> **PROBLEM TO WORK ON**
Can you copy every line of the data, starting at the line that contains "outline golden fries" and ending at the last line, with 94 added to each coordinate in the SVG paths?

> **RECORD SET**
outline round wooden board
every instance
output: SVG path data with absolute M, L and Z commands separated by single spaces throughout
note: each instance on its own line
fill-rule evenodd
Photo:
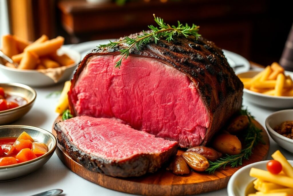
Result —
M 54 123 L 62 120 L 61 116 Z M 231 176 L 240 168 L 250 163 L 265 160 L 270 146 L 268 136 L 263 128 L 257 121 L 254 123 L 263 130 L 265 145 L 259 144 L 254 148 L 249 160 L 237 168 L 226 167 L 212 174 L 191 172 L 187 175 L 178 176 L 164 169 L 153 174 L 139 177 L 126 178 L 111 177 L 87 170 L 73 160 L 59 144 L 56 153 L 59 158 L 70 170 L 89 181 L 109 189 L 129 193 L 146 195 L 178 195 L 199 194 L 219 190 L 227 187 Z M 54 127 L 54 125 L 53 126 Z M 56 132 L 52 129 L 56 136 Z M 179 150 L 178 154 L 183 152 Z

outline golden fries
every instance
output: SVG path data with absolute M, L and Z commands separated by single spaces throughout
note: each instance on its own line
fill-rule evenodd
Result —
M 267 95 L 293 96 L 293 81 L 284 69 L 273 63 L 253 78 L 239 78 L 244 88 Z
M 11 35 L 3 36 L 2 39 L 1 51 L 14 62 L 19 63 L 18 68 L 43 69 L 67 66 L 74 63 L 66 54 L 57 54 L 57 50 L 64 41 L 64 38 L 60 36 L 49 40 L 47 36 L 43 35 L 32 43 Z M 6 64 L 15 68 L 13 65 Z
M 18 68 L 22 69 L 34 69 L 38 63 L 38 57 L 32 52 L 27 51 Z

> **FINAL RESULT**
outline golden fries
every instance
output: SVG path data with absolute M, L and Z commands separated by single spaces throughout
note: each instance on its own line
fill-rule evenodd
Result —
M 361 189 L 387 190 L 387 175 L 378 163 L 367 157 L 347 172 L 333 172 L 338 182 Z
M 105 129 L 97 130 L 96 133 L 95 145 L 108 156 L 113 157 L 112 162 L 137 163 L 161 160 L 168 157 L 160 148 L 151 148 L 151 144 L 158 135 L 158 132 L 154 130 L 143 134 L 141 130 L 137 129 L 126 137 Z M 100 158 L 109 162 L 107 159 Z
M 112 162 L 116 163 L 128 163 L 132 157 L 132 151 L 126 146 L 121 145 Z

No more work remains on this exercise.